◆ Problems to solve:
(1) Answer these questions about the "Cracks" post:
(a) What does the writer call napping?
(b) Who is credited for the image?
(c) According to the second comment, who might be worthwhile to talk to?
(2) From the "Cracks" post, pull out word for word the stretch from "My heart is" through "from the cracks.".
(3) Say whether each statement agrees with the "Cracks" post. Back up each yes or no with a quote from it.
(a) The writer says they are suicidal.
(b) The writer pulls away from people they love.
(c) The second comment says familiar cliches would help right now.

◆ Document section:
Cracks

There are cracks appearing in my veneer, the thin facade I present to the world is being shattered by the emotional turmoil and mental exhaustion inside me. I no longer focus on the good in me or in the world around me. I withdraw from those I love because I don’t want to contaminate them with my negativity, my sorrow, my guilt.

My daily life is becoming consumed by sleep as napping is a socially legitimate escape. Others may wonder why you sleep so much, but they rarely question you about it and don’t wake you up.

My heart is breaking; my mind is breaking. I have no soul as it fled long ago from the too many unanswered questions in my world. I am not suicidal, but sometimes I wish I was. Perhaps an eternal sleep would bring some peace of mind.

I just want to hide. I want to be alone. I want no expectations of me. If I don’t find a way soon then I will simply dissolve and ooze from the cracks.

image credit: Aimee Vogelsang, Unsplash.com

6 comments

  1. My heart breaks as I read this. You are so loved, and you are so much stronger than you know. Prayers for restful, rejuvenating sleep…as much and as often as you need. Love you forever.
    Jude

    Liked by 1 person

  2. It would be so simple to repeat all the cliches that come to mind, but, even if they’re true, they aren’t helpful right now. You already know them and probably have said them to yourself. I wonder, if you were able to talk to some professional person who deals with situations like yours, that might be worthwhile. Many of us can sympathize, but we can’t give solid advice that might make you look at things in a more positive way. For many people, just talking about a situation can be cathartic, especially if the listener guarantees confidentially and may even surprise you with thoughts for a fresh approach.

◆ The data:
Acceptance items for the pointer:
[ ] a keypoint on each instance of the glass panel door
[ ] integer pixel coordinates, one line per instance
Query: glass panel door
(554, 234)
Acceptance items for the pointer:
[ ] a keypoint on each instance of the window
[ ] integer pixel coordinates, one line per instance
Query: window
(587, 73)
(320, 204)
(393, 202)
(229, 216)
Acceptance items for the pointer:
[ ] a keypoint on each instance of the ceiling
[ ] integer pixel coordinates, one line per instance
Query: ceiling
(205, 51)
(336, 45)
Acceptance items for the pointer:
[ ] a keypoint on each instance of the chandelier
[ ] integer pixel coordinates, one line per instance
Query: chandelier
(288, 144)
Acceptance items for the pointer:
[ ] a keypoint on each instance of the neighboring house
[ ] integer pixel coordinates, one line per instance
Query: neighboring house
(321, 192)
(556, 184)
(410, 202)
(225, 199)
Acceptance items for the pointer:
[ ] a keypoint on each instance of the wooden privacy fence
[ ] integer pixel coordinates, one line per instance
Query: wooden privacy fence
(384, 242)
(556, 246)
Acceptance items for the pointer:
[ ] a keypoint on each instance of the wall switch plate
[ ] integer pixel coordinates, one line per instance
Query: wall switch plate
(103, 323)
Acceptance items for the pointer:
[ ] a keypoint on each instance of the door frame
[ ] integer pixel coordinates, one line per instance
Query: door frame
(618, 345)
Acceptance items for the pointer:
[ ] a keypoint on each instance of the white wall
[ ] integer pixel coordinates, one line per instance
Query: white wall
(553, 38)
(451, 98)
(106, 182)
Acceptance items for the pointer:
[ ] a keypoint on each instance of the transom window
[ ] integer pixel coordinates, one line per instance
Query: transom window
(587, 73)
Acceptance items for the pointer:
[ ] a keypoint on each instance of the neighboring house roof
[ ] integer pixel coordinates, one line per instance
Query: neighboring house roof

◆ Exercise answers:
(1)
(a) A socially legitimate escape.
(b) Aimee Vogelsang, Unsplash.com.
(c) Some professional person who deals with situations like the writer's.

(2)
My heart is breaking; my mind is breaking. I have no soul as it fled long ago from the too many unanswered questions in my world. I am not suicidal, but sometimes I wish I was. Perhaps an eternal sleep would bring some peace of mind.

I just want to hide. I want to be alone. I want no expectations of me. If I don’t find a way soon then I will simply dissolve and ooze from the cracks.

(3)
(a) No: "I am not suicidal, but sometimes I wish I was."
(b) Yes: "I withdraw from those I love because I don’t want to contaminate them with my negativity, my sorrow, my guilt."
(c) No: "It would be so simple to repeat all the cliches that come to mind, but, even if they’re true, they aren’t helpful right now."